[Bounding-box records]

--

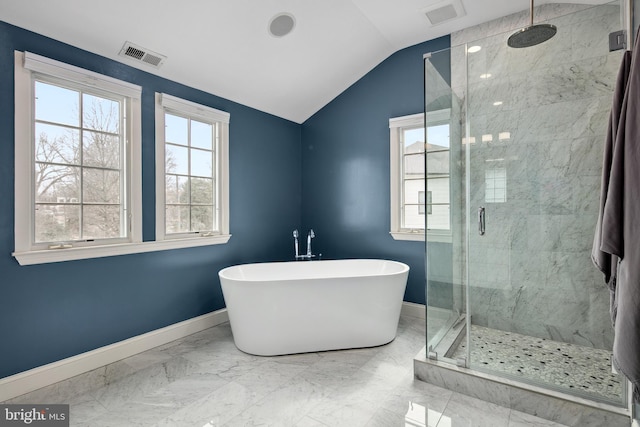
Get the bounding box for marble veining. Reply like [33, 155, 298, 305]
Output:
[440, 3, 621, 350]
[1, 316, 576, 427]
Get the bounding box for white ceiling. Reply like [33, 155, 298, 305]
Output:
[0, 0, 603, 123]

--

Turn the lines of the records, starting with the line containing "Get the bounding box for white" and going on through the last line of the records, both ends included, into a Markdown table with the columns Row and Line. Leave out any blank lines.

Correct answer –
| Row | Line |
|---|---|
| 1 | Get the bounding box for white ceiling. Reply like [33, 155, 298, 305] |
| 2 | Output: |
| 3 | [0, 0, 603, 123] |